▸ TASK 1
Please print a stretch of the sensor placement passage word for word, starting at the words "In the present" and stopping after the words "contaminant dispersion process.".
▸ TASK 2
In the sensor placement passage, what is named as a good proxy for judging how accurately Equation (5) is solved?

▸ SELECTION
- - - -

The coefficient $\tilde{\mathit{b}}$ could be obtained by solving Equation (5), and the spatial distribution of contaminants could be immediately reconstructed through Equation (4).

2.3. Sensor Placement

According to Equation (5), the POD coefficient is obtained through data regression. The condition number of matrix M is a good proxy for evaluating the solution accuracy of Equation (5). The smaller condition number could contribute to the higher solution stability for Equation (5). The optimal sensor placement for the N sensors could be determined by the following equations:

$$\begin{array}{c}\min \kappa \left(\mathit{M}\right)\\ s.t.\mathit{K}\left(i,1\right)ϵ\left\{0,1\right\},i=1,2,\dots ,n\\ {\displaystyle \sum }_{j=1}^n\mathit{K}\left(i,1\right)=N\end{array}$$

(8)

where $\kappa \left(\mathit{M}\right)$ is the condition number of M.

The sensor placement could be obtained based on a greedy algorithm to minimize $\kappa \left(\mathit{M}\right)$ [37]. Firstly, loop over all possible placement points, evaluate the condition number of M for each point, and choose the point that minimizes κ(M) to locate the first sensor. Then, determine the location of the next sensor that could minimize the condition number $\kappa \left(\mathit{M}\right)$. Repeat the previous steps until all the N sensors are placed in appropriate locations. For sensors with placement constraints, the number of possible sensor placement points would be fewer, and the only change we have to make is to loop over locations within location constraints for the optimal sensor placement.

2.4. Numerical Model

In the present study, the turbulent model based on Reynolds-Averaged Navier Stokes (RANS) is adopted. According to the previous studies focusing on gaseous contaminant dispersion in an enclosed space, the Eulerian method is able to provide an effective solution for simulating an indoor concentration distribution [26,47]. Therefore, the Eulerian method is used to predict the contaminant distributions in this study. Moreover, it is assumed that there is no chemical reaction during the gaseous contaminant dispersion process.

- - - -

▸ DATASET EXTRACT
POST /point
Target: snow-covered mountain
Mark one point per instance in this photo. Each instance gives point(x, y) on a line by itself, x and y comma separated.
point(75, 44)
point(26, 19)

- - - -

▸ TASK OUTPUT 1
In the present study, the turbulent model based on Reynolds-Averaged Navier Stokes (RANS) is adopted. According to the previous studies focusing on gaseous contaminant dispersion in an enclosed space, the Eulerian method is able to provide an effective solution for simulating an indoor concentration distribution [26,47]. Therefore, the Eulerian method is used to predict the contaminant distributions in this study. Moreover, it is assumed that there is no chemical reaction during the gaseous contaminant dispersion process.

▸ TASK OUTPUT 2
The condition number of matrix M.